--- TEXTO PARA LER ---
Negação e obstrução. Eis como, sem querer, o ministro de Estado escolheu duas palavras que caracterizam o Governo - está claramente em estado de negação (doença séria!); e é, hoje, uma factor de obstrução ao futuro do país (doença ainda mais séria!). O ponto a que chegamos é de não retorno: é claro que somaremos, dentro de dias ou semanas, uma crise política à crise económica, financeira e social em que estamos mergulhados. Resta-nos pedir aos Deuses que as consequências deste "cocktail" sejam o menos graves possíveis. Para isso é preciso pôr cobro a esta situação pantanosa em que, dia após dia, esmorece o crédito de quem pode mandar e se extingue a coragem de quem pode criar um país melhor.
Como fazê-lo? É evidente que está na altura de o presidente da República tirar as devidas consequências do discurso que proferiu (o pacote de austeridade e a forma como ele foi apresentado, com desrespeito pelos portugueses e subserviência para com o BCE e a Comissão Europeia de Barroso, aceleraram inesperadamente a urgência de uma intervenção definitiva do chefe de Estado). Como é evidente que está na altura de o PSD dizer se quer, ou não, dar-se à maçada de tomar em mãos um país que, apesar de não se aconselhar, tem muito para dar. Impossível é continuar como estamos: a contabilidade dos custos e proveitos políticos, que Sócrates adora mas o país execra, suga-nos, a cada nova pancada nos orçamentos familiares, a coragem de mudar.
--- ENTRADAS APRESENTADAS ---
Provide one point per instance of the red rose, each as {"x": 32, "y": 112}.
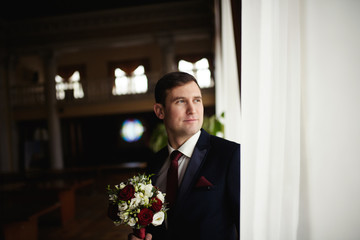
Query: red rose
{"x": 127, "y": 192}
{"x": 157, "y": 204}
{"x": 145, "y": 216}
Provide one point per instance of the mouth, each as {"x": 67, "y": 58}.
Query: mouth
{"x": 191, "y": 120}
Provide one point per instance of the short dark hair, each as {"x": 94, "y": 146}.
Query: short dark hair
{"x": 169, "y": 81}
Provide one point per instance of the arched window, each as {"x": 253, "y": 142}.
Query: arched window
{"x": 129, "y": 78}
{"x": 199, "y": 69}
{"x": 68, "y": 85}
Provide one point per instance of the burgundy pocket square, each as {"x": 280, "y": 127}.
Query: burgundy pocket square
{"x": 203, "y": 182}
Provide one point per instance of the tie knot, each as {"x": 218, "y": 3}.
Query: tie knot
{"x": 175, "y": 155}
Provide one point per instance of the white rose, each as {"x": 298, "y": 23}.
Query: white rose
{"x": 124, "y": 216}
{"x": 158, "y": 218}
{"x": 148, "y": 190}
{"x": 141, "y": 186}
{"x": 135, "y": 202}
{"x": 161, "y": 196}
{"x": 132, "y": 222}
{"x": 145, "y": 200}
{"x": 112, "y": 197}
{"x": 122, "y": 206}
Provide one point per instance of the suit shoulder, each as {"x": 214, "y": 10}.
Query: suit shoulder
{"x": 223, "y": 143}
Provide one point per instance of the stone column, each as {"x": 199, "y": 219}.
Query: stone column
{"x": 6, "y": 158}
{"x": 55, "y": 145}
{"x": 166, "y": 43}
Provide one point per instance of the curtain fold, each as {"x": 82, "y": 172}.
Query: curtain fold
{"x": 270, "y": 169}
{"x": 226, "y": 74}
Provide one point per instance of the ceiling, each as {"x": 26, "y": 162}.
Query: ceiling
{"x": 25, "y": 9}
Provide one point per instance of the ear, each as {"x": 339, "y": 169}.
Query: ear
{"x": 159, "y": 110}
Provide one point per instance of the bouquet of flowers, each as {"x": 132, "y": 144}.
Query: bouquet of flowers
{"x": 137, "y": 203}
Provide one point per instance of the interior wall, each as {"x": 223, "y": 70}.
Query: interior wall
{"x": 330, "y": 131}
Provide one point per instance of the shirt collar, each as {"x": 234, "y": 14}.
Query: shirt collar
{"x": 188, "y": 147}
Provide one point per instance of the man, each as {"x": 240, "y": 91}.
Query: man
{"x": 208, "y": 197}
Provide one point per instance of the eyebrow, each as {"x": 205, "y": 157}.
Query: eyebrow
{"x": 181, "y": 97}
---
* **REQUISITOS DO EXERCÍCIO**
A: Enumere todos os tipos de crise referidos no texto de opinião sobre o Governo.
B: Prossiga o texto de opinião sobre o Governo a partir da última frase apresentada.
Não é preciso consultar as linhas para realizar este exercício.

* **RESPOSTAS DO EXERCÍCIO**
A: Crise política, crise económica, crise financeira e crise social.

B:
Falo por mim: sempre achei, até sexta-feira da semana passada, grave e perigoso juntar uma crise política às outras crises. Deixei de achar, quando Teixeira dos Santos fez o triste número que fez, desrespeitando os partidos da Oposição, o presidente da República, os parceiros sociais. O que o Governo nos pediu, a mando de Bruxelas, foi mais "sangue, suor e lágrimas". Sucede que a questão já não é se estamos dispostos a mais sacrifícios. A questão é se acreditamos em quem nos pede mais sacrifícios. Se não acreditamos, é melhor pormos o conta-quilómetros a zero - e arrancar daí, cientes das dificuldades, com nova gente, novos protagonistas, desejavelmente mais recomendáveis do que os actuais.